* **WRITTEN INSTRUCTION**: Could the lines from the one with "Task: point: the wooden lattice" through the end of the listing be restated exactly, with nothing else included?

* **Excerpt from a dataset**:
---------------
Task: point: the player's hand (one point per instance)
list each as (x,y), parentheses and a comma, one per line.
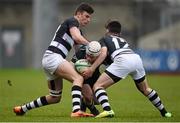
(88,72)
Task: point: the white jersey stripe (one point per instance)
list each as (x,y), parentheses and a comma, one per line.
(67,38)
(59,46)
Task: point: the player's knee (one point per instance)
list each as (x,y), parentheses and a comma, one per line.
(55,95)
(88,99)
(145,91)
(79,79)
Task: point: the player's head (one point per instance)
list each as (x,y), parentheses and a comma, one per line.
(83,13)
(92,51)
(113,27)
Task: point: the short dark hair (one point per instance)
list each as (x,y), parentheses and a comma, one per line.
(84,7)
(113,26)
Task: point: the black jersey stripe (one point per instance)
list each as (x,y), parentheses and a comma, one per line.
(56,50)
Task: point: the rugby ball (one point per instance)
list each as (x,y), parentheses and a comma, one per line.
(81,64)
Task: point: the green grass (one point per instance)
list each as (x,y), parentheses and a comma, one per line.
(127,103)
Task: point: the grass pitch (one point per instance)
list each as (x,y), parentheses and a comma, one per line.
(22,86)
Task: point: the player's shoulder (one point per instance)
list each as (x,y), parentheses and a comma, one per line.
(71,21)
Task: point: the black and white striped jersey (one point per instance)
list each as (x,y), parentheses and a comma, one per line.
(62,41)
(115,45)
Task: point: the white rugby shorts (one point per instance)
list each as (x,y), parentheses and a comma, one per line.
(125,64)
(50,63)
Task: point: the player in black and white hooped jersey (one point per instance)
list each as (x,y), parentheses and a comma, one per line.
(125,62)
(57,68)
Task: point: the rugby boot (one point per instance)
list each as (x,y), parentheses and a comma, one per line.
(167,115)
(104,114)
(81,114)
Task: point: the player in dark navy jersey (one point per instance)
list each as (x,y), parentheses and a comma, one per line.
(90,53)
(125,62)
(58,68)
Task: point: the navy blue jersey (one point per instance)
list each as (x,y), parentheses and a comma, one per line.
(62,41)
(115,45)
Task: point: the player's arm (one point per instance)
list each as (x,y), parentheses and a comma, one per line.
(100,59)
(76,35)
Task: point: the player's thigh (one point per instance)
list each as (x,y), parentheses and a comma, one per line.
(104,81)
(55,87)
(67,71)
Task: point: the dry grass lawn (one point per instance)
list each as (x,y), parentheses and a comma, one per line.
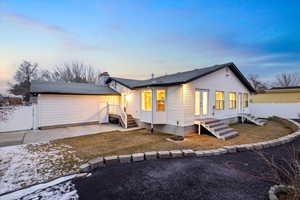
(116,143)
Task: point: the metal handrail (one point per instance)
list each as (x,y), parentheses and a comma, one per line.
(116,109)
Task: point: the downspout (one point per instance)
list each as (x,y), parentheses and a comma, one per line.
(152,109)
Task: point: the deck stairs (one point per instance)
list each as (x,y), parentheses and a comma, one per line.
(218,128)
(131,123)
(253,119)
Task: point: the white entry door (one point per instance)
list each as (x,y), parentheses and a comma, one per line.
(103,115)
(201,103)
(240,102)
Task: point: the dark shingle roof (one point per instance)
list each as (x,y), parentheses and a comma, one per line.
(47,87)
(285,88)
(182,77)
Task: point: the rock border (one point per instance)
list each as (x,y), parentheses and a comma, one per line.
(153,155)
(275,189)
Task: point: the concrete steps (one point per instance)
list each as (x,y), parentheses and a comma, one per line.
(253,119)
(219,129)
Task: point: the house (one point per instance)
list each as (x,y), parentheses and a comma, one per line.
(10,100)
(173,103)
(280,101)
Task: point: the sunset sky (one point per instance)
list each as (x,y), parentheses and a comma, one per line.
(134,38)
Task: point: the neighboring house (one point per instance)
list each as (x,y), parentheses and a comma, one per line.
(279,101)
(170,103)
(278,95)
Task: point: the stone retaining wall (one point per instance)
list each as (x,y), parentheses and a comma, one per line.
(138,157)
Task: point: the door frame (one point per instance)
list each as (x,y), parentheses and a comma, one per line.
(201,115)
(240,102)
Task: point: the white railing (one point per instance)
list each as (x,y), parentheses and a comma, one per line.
(116,109)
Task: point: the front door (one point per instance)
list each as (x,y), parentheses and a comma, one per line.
(201,103)
(240,103)
(124,102)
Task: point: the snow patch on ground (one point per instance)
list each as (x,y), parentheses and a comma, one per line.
(25,165)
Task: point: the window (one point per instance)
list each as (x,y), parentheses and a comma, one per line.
(219,100)
(197,102)
(232,100)
(147,100)
(160,100)
(246,100)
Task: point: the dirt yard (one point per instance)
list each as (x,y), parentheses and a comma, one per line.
(115,143)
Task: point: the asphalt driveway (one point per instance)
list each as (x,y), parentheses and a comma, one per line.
(237,176)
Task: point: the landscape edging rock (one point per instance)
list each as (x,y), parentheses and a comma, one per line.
(87,167)
(275,189)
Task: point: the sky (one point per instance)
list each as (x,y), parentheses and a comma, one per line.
(135,38)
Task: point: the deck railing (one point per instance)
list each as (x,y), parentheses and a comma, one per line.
(116,109)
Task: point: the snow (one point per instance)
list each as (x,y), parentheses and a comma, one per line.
(25,165)
(52,190)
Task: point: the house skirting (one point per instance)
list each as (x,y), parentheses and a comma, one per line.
(179,130)
(167,128)
(68,125)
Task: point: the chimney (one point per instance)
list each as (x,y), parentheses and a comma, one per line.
(103,77)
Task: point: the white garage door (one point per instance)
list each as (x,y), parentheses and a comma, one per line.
(71,109)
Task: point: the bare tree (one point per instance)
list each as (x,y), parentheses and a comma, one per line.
(26,72)
(256,83)
(74,72)
(287,79)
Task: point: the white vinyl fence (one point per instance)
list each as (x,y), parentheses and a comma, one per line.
(285,110)
(17,118)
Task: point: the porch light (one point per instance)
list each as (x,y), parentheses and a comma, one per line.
(128,97)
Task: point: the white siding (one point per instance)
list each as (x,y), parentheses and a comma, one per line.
(68,109)
(221,80)
(19,118)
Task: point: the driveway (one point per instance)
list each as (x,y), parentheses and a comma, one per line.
(239,176)
(34,136)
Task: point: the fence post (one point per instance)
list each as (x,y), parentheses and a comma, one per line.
(34,116)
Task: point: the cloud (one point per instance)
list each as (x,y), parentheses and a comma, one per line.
(69,40)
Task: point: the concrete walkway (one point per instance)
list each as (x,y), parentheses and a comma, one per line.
(33,136)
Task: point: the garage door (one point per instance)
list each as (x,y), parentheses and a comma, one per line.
(71,109)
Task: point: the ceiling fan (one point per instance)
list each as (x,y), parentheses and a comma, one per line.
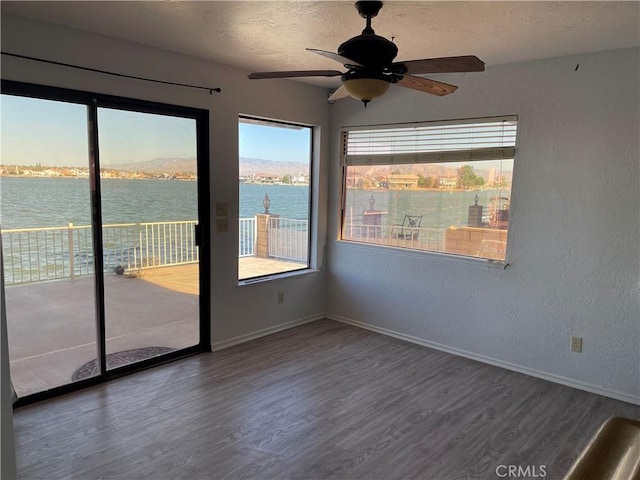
(368,59)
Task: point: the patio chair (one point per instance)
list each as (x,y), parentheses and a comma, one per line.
(409,229)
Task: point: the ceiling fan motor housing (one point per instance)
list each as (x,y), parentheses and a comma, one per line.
(370,50)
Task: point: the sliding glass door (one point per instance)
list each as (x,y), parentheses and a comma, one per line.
(47,241)
(149,193)
(103,246)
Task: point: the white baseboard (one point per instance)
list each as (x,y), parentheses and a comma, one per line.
(264,332)
(625,397)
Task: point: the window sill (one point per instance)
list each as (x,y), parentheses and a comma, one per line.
(276,276)
(448,257)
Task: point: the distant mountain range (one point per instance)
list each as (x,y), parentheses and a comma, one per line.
(248,166)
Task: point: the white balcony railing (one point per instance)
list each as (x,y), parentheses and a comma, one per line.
(38,254)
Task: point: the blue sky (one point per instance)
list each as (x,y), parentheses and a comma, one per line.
(55,134)
(274,143)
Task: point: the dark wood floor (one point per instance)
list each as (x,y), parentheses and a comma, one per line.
(325,400)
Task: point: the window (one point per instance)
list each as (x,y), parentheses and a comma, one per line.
(438,186)
(275,179)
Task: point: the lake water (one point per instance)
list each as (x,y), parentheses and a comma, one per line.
(27,202)
(55,202)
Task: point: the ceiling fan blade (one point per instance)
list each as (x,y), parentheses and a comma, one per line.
(334,56)
(468,63)
(427,86)
(338,94)
(295,73)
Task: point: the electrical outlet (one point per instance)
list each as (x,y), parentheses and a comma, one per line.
(576,344)
(222,225)
(222,209)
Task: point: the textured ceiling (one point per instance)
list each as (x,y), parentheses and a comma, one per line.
(266,35)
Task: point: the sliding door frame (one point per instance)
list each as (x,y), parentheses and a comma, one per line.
(93,101)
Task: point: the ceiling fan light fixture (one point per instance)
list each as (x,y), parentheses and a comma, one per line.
(366,89)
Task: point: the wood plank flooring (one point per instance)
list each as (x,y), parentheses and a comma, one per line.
(321,401)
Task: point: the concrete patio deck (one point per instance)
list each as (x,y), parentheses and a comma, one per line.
(51,325)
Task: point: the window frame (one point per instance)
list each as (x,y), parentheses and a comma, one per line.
(349,158)
(313,138)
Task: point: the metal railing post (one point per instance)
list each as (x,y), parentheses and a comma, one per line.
(71,259)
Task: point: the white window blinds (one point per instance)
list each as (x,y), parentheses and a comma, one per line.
(430,142)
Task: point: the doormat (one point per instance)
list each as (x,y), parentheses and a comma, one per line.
(119,359)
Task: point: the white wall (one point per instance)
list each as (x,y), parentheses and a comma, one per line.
(573,248)
(236,311)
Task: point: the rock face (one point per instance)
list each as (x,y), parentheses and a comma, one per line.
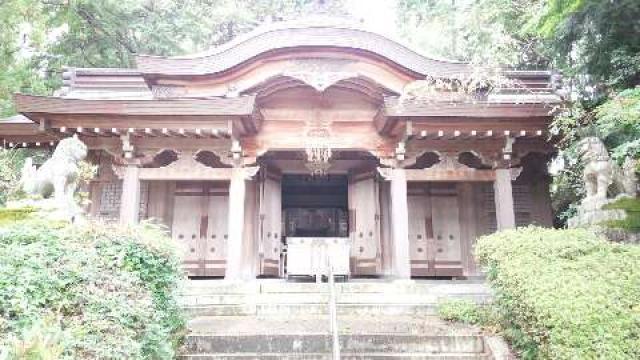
(600,172)
(56,180)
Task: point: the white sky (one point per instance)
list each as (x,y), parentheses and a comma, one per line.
(379,15)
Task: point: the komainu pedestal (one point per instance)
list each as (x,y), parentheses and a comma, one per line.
(599,173)
(55,182)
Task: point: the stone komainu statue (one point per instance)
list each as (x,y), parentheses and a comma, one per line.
(600,171)
(57,176)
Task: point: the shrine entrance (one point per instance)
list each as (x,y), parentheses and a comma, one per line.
(435,230)
(199,226)
(315,206)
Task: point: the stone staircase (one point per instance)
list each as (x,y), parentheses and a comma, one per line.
(273,319)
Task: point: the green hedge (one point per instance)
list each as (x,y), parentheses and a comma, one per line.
(87,292)
(9,216)
(565,294)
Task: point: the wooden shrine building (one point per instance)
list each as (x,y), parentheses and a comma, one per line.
(306,130)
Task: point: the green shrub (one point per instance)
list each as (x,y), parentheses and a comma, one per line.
(111,291)
(565,294)
(8,216)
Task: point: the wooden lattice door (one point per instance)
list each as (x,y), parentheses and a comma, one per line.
(217,233)
(187,231)
(364,224)
(446,229)
(270,248)
(200,227)
(420,235)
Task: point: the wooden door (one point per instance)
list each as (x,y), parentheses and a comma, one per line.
(270,248)
(217,233)
(364,224)
(419,224)
(186,231)
(446,229)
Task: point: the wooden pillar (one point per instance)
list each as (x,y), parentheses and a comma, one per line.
(385,229)
(249,247)
(130,198)
(467,227)
(505,213)
(237,192)
(400,225)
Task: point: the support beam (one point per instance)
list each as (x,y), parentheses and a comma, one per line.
(237,190)
(401,263)
(130,198)
(503,193)
(238,263)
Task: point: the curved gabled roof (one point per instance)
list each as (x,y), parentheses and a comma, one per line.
(307,34)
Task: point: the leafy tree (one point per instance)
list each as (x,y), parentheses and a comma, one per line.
(109,33)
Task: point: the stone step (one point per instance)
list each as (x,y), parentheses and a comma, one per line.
(436,287)
(344,356)
(321,343)
(323,298)
(284,309)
---------------
* **FINAL ANSWER**:
Task: point: the wooden lattice door (one point per instance)
list each as (x,y), parentheses and a comma, one per line.
(217,233)
(187,231)
(364,224)
(446,229)
(270,248)
(200,227)
(420,235)
Task: point: the wooden door (one point per instance)
list each as (x,y), parentheses and a comma, one per line.
(270,248)
(217,233)
(364,224)
(419,224)
(186,231)
(446,229)
Task: point: the wooden pillar (one point per instance)
list each as (x,y), parentheses and a comma, one per line.
(385,229)
(249,247)
(130,198)
(467,227)
(505,213)
(237,192)
(400,225)
Task: point: the support beam (one point per instance)
list each as (x,y), parentheses and a comma, one per line.
(237,190)
(401,263)
(130,198)
(503,193)
(238,263)
Task: point: the curved gabled roof (one point per instance)
list each as (x,y), parentheses and a comma, one per line.
(307,34)
Task: point: the leafy tree (one point per instance)
list each as (x,y), parentheses and a comma, one per line.
(109,33)
Task: point: the stone step (one point per instance)
list each as (x,y), parentheses and a comma, one per line.
(436,287)
(344,356)
(321,343)
(323,298)
(284,309)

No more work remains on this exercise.